Input ▸
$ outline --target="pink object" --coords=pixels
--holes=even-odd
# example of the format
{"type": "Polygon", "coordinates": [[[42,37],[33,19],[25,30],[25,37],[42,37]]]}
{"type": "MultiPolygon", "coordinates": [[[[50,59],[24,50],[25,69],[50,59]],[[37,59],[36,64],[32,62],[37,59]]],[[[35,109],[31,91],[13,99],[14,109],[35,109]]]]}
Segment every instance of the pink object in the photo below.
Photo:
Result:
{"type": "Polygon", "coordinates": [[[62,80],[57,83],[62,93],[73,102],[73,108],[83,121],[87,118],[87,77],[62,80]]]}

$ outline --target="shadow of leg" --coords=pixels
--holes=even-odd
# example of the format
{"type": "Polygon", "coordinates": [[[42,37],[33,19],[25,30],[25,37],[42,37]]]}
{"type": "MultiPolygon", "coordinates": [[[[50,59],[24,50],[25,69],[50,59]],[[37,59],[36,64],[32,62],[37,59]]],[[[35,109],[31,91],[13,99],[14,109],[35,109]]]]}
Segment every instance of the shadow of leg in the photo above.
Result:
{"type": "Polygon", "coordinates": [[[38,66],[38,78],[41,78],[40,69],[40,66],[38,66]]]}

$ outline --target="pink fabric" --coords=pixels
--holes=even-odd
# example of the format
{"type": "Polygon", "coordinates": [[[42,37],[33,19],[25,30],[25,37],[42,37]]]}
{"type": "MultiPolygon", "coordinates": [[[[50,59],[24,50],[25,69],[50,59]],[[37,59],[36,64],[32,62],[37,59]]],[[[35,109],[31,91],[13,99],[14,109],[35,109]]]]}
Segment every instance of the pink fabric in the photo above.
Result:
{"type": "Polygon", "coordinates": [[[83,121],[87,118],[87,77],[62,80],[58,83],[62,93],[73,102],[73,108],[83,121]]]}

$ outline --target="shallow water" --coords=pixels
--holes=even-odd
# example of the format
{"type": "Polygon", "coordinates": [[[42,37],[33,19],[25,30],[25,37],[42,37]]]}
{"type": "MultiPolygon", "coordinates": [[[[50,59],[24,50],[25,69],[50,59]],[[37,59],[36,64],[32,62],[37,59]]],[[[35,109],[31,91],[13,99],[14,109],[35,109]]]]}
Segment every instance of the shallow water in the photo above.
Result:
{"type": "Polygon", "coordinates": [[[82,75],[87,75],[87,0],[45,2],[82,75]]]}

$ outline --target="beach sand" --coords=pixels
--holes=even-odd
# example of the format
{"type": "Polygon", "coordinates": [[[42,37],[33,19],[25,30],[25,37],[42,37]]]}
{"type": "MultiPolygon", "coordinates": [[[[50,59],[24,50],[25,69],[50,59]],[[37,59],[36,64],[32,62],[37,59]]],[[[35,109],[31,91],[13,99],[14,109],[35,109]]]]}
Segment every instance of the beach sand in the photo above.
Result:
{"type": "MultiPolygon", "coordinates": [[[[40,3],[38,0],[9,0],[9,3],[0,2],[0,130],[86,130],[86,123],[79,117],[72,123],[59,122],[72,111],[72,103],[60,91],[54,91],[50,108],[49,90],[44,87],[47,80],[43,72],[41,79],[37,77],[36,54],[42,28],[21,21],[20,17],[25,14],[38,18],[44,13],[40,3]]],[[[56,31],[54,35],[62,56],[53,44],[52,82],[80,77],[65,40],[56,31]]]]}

Problem ▸
Reading through the material above, work out how many lines include "water", then state that number alone.

Completed exercise ▸
2